- _Work required_: Each line that contains "rough" needs to be copied from the listing.

- _Input material_:
-- -- --
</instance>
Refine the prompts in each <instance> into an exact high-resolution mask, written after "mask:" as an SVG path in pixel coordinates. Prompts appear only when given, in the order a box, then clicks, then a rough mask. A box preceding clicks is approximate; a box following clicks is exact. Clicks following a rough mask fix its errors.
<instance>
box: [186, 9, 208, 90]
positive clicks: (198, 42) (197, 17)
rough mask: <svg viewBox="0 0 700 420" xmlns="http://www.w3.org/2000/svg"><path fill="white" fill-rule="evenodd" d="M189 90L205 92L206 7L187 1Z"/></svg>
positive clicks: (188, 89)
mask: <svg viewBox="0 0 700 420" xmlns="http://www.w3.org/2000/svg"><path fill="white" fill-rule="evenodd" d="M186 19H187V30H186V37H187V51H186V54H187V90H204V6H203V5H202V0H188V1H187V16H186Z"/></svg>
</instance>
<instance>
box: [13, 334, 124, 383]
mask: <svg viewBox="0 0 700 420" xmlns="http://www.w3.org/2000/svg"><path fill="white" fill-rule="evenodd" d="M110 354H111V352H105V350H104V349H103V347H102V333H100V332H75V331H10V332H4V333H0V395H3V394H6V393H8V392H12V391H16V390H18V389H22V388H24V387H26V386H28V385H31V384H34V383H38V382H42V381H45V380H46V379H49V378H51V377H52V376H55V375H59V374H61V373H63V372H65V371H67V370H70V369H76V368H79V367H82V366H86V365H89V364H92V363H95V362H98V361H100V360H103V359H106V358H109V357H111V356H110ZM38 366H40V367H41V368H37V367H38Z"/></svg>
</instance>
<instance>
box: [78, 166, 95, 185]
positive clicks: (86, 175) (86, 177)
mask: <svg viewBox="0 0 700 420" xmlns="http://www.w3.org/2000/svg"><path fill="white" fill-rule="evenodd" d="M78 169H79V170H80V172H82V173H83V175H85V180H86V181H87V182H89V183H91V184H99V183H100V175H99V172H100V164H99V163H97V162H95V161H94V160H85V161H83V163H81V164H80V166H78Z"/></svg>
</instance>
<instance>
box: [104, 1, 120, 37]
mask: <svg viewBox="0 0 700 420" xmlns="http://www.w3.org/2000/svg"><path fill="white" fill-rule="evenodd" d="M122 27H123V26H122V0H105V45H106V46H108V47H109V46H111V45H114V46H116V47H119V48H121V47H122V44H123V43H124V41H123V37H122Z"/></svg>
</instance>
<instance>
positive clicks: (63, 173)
-- -- --
- _Response to this exercise_:
Refine the prompts in each <instance> into an exact high-resolution mask, written after "mask:" as an SVG path in pixel coordinates. Prompts appear only when given, in the order a box, then clicks, then a rough mask. A box preceding clicks is approximate; a box following clicks is exact. Clicks following a rough mask fix its errors.
rough mask: <svg viewBox="0 0 700 420" xmlns="http://www.w3.org/2000/svg"><path fill="white" fill-rule="evenodd" d="M189 90L205 92L206 7L187 1Z"/></svg>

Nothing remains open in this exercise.